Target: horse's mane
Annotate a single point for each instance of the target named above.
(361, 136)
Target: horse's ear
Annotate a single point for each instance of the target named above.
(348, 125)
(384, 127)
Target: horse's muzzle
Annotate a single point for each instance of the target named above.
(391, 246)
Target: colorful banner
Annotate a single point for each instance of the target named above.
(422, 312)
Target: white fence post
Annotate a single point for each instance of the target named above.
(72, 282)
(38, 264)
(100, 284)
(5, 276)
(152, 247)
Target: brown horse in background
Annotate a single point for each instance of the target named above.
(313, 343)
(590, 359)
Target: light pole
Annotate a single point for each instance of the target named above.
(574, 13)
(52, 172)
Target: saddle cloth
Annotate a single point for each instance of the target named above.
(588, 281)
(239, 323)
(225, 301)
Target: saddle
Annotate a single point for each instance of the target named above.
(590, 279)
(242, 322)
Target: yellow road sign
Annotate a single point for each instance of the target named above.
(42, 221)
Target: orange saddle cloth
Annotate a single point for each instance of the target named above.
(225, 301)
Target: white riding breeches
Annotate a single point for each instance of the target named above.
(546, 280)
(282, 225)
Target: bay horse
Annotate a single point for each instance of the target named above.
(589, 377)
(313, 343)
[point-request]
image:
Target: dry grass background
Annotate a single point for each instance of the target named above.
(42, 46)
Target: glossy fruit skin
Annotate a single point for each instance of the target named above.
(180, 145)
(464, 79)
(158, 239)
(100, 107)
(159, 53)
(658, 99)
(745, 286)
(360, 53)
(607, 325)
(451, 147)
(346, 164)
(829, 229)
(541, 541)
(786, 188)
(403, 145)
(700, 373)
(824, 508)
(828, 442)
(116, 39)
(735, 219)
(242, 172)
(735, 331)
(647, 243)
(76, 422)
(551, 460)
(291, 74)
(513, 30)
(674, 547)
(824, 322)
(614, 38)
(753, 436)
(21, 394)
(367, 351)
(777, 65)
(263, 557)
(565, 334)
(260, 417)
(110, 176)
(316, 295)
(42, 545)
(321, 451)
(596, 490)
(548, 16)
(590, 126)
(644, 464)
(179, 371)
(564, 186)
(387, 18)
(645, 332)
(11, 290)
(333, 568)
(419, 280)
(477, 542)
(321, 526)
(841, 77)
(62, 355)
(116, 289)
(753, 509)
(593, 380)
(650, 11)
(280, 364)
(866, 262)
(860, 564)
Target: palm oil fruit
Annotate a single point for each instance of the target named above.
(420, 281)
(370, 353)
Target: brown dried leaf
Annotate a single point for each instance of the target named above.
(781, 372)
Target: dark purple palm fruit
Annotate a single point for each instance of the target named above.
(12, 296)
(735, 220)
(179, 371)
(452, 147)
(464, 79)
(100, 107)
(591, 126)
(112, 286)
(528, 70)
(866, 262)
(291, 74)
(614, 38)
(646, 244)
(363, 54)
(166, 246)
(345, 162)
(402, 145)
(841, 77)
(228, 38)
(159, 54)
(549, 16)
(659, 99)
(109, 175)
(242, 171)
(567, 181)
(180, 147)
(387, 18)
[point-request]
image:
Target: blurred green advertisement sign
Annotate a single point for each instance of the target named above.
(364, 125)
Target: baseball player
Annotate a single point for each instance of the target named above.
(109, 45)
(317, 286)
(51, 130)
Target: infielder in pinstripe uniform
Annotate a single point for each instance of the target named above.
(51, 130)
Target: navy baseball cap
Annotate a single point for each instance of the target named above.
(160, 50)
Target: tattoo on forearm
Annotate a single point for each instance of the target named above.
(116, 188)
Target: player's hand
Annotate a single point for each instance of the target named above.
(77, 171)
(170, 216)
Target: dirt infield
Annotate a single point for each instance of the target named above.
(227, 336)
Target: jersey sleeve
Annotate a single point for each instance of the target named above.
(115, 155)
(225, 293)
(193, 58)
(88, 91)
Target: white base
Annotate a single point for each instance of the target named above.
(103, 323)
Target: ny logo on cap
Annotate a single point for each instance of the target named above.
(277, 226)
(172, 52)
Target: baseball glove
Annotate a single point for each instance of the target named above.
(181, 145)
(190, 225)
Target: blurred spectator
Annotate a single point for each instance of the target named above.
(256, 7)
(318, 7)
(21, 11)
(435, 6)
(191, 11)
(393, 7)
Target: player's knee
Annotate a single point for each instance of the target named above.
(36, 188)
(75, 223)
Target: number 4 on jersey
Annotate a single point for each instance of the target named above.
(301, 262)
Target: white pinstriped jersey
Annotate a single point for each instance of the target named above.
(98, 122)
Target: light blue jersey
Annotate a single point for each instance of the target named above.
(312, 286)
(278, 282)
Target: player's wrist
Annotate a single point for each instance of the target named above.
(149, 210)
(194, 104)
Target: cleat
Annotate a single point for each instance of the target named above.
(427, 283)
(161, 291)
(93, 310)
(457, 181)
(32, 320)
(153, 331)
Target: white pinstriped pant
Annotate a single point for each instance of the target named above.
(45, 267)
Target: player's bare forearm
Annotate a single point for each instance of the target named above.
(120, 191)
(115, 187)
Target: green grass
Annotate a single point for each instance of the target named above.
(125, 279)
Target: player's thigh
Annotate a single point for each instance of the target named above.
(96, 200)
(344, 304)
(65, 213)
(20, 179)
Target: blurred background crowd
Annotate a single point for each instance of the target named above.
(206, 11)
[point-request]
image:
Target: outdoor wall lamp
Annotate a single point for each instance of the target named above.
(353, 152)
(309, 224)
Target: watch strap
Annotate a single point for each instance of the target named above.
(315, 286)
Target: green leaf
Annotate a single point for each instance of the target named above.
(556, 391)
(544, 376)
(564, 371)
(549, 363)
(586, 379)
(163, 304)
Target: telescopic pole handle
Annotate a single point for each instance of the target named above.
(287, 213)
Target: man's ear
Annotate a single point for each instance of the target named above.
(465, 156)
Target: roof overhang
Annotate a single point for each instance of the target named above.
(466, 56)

----------------

§ **Task objective**
Reprint all of the rows above, matching every character.

§ **Full solution**
Target: horse's mane
Annotate a single point for each instance of the target named above.
(361, 136)
Target: horse's ear
Annotate a single point for each instance of the target named above.
(348, 125)
(384, 127)
Target: horse's muzzle
Annotate a single point for each instance of the target named above.
(391, 246)
Target: colorful banner
Annotate a single point for each instance of the target named above.
(422, 312)
Target: white fence post
Annotate a single point for each instance of the target named above.
(72, 282)
(38, 264)
(100, 284)
(5, 276)
(152, 247)
Target: brown horse in background
Annotate a single point for each instance of the target named above.
(313, 343)
(590, 359)
Target: light pole
Annotate a single point for each instance of the target named above.
(574, 13)
(52, 172)
Target: saddle cloth
Annotate a single point for each instance of the target named above.
(588, 281)
(239, 323)
(225, 301)
Target: saddle
Annotate a single point for each instance of the target named above.
(590, 279)
(242, 322)
Target: yellow road sign
Annotate a single point for each instance of the target named above.
(42, 221)
Target: orange saddle cloth
Annotate a single point for each instance of the target named above.
(225, 301)
Target: white riding breeches
Annotate a single point for each instance of the target named above.
(546, 280)
(282, 225)
Target: bay horse
Annotate a single point for each instance of the target named above.
(589, 377)
(313, 343)
[point-request]
image:
Target: dry grass background
Annotate a single point for each instance of the target named above.
(42, 46)
Target: glossy fruit skin
Annotate a single point for each instance of the target named above.
(180, 145)
(464, 79)
(158, 239)
(100, 107)
(159, 53)
(658, 99)
(745, 286)
(360, 53)
(607, 325)
(451, 147)
(346, 164)
(829, 229)
(541, 541)
(786, 188)
(403, 145)
(700, 373)
(824, 508)
(828, 442)
(116, 39)
(735, 219)
(242, 172)
(735, 331)
(647, 243)
(76, 422)
(551, 460)
(291, 74)
(513, 30)
(674, 547)
(824, 322)
(614, 38)
(753, 436)
(21, 394)
(367, 351)
(777, 65)
(263, 557)
(565, 334)
(260, 417)
(110, 176)
(316, 295)
(42, 545)
(321, 451)
(596, 490)
(548, 16)
(590, 126)
(644, 464)
(179, 371)
(564, 186)
(387, 18)
(645, 332)
(11, 290)
(333, 568)
(419, 280)
(477, 542)
(321, 526)
(841, 77)
(62, 355)
(116, 289)
(753, 509)
(593, 380)
(650, 11)
(280, 364)
(866, 262)
(860, 564)
Target: palm oil fruit
Annotate a single point for each instance of the target named above.
(420, 281)
(370, 353)
Target: brown dried leaf
Annotate a single point for each instance of the target named above.
(781, 372)
Target: dark purple palm fruit
Annotate a single point for each instance of the target named above.
(12, 296)
(735, 220)
(179, 371)
(452, 147)
(464, 79)
(100, 107)
(591, 126)
(112, 286)
(528, 70)
(866, 262)
(291, 74)
(614, 38)
(646, 244)
(363, 54)
(166, 246)
(345, 162)
(402, 145)
(841, 77)
(228, 38)
(159, 54)
(549, 16)
(659, 99)
(109, 175)
(242, 171)
(567, 181)
(180, 147)
(387, 18)
[point-request]
image:
Target: blurred green advertisement sign
Annotate a single point for each instance of the target named above.
(364, 125)
Target: baseball player
Annotate a single point for each instance of the target named above.
(109, 45)
(317, 286)
(51, 130)
Target: infielder in pinstripe uniform
Annotate a single point for each instance of the target named above.
(51, 130)
Target: navy baseball cap
Annotate a single point for each instance of the target named above.
(160, 50)
Target: tattoo on forearm
Annotate a single point for each instance of the target named above.
(116, 188)
Target: player's hand
Annotate a single point for each instance of the target named above.
(77, 171)
(170, 216)
Target: dirt infield
Annotate a single point for each instance of the target named above.
(227, 336)
Target: jersey sleeve
Annotate a single point for each instance of the target named above.
(115, 155)
(225, 293)
(193, 58)
(88, 91)
Target: white base
Annotate a single point for each instance of the target named above.
(103, 323)
Target: ny logo on cap
Annotate a single point for each instance of the target named above.
(277, 226)
(172, 52)
Target: baseball glove
Annotate a single point for each instance of the target named above.
(181, 145)
(190, 225)
Target: blurred spectator
Annotate a single point for each instance of the target named above.
(256, 7)
(318, 7)
(21, 11)
(435, 6)
(191, 11)
(393, 7)
Target: player's knee
Annotate a single point for each instance of the target named above.
(36, 188)
(75, 223)
Target: number 4 on jersey
Annotate a single point for each instance of the target named above.
(301, 262)
Target: white pinstriped jersey
Annotate a single point for each instance of the target named above.
(98, 122)
Target: light blue jersey
Annotate a single point for each instance of the target named above.
(312, 286)
(278, 282)
Target: player's wrist
Annotate a single point for each instance of the target named above.
(149, 210)
(194, 104)
Target: cleat
Annotate a single point for each instance of the target named above.
(427, 283)
(161, 291)
(93, 310)
(457, 181)
(32, 320)
(153, 331)
Target: white pinstriped pant
Annotate a single point for each instance of the target named above.
(45, 267)
Target: player's bare forearm
Annotate a single point for each instance of the target named above.
(120, 191)
(115, 187)
Target: green grass
Annotate a single point for each instance of the target named above.
(125, 279)
Target: player's thigh
Annotate a single point for each instance of the target named above.
(96, 200)
(344, 304)
(65, 213)
(20, 179)
Target: blurred background crowd
Annotate a single point for each instance of the target named above.
(206, 11)
[point-request]
image:
Target: outdoor wall lamp
Annotate a single point for each instance of the target named above.
(353, 152)
(309, 224)
Target: watch strap
Annotate a single point for each instance of the target named above.
(315, 286)
Target: green leaf
Annotate a single point for each instance of the target named above.
(556, 391)
(544, 376)
(564, 371)
(549, 363)
(586, 379)
(163, 304)
Target: telescopic pole handle
Annotate a single point for each instance of the target named above.
(287, 213)
Target: man's ear
Annotate a single point for each instance of the target named above.
(465, 156)
Target: roof overhang
Annotate a single point for each instance of the target named above.
(466, 56)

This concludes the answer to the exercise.